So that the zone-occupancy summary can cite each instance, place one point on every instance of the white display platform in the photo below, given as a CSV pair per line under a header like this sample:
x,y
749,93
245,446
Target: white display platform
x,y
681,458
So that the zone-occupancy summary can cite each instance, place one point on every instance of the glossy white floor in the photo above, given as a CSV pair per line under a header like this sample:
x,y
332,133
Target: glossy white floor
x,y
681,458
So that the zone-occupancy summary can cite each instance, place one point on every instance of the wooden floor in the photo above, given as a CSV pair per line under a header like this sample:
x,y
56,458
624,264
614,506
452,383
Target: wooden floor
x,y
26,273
========
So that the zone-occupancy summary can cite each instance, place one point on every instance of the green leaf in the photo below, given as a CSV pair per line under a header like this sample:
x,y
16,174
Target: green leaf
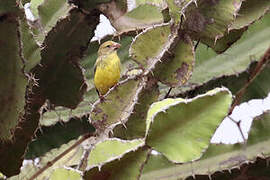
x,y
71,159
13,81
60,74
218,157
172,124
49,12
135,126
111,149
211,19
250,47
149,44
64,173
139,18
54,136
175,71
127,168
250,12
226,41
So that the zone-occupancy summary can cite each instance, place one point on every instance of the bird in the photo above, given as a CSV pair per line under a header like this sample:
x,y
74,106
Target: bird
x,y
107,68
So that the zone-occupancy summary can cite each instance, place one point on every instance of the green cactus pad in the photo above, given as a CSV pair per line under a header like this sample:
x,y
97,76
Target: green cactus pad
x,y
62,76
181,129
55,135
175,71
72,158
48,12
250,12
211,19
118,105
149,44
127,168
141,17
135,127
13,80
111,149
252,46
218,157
========
Job
Pick out each line of the listing above that contains the word "glossy", and copy those lines.

Problem solution
So that the zone-occupancy summary can cite each instance, place one point on every instance of the glossy white floor in the photo above, given as a CSV pair per line under a header like this sample:
Target: glossy white floor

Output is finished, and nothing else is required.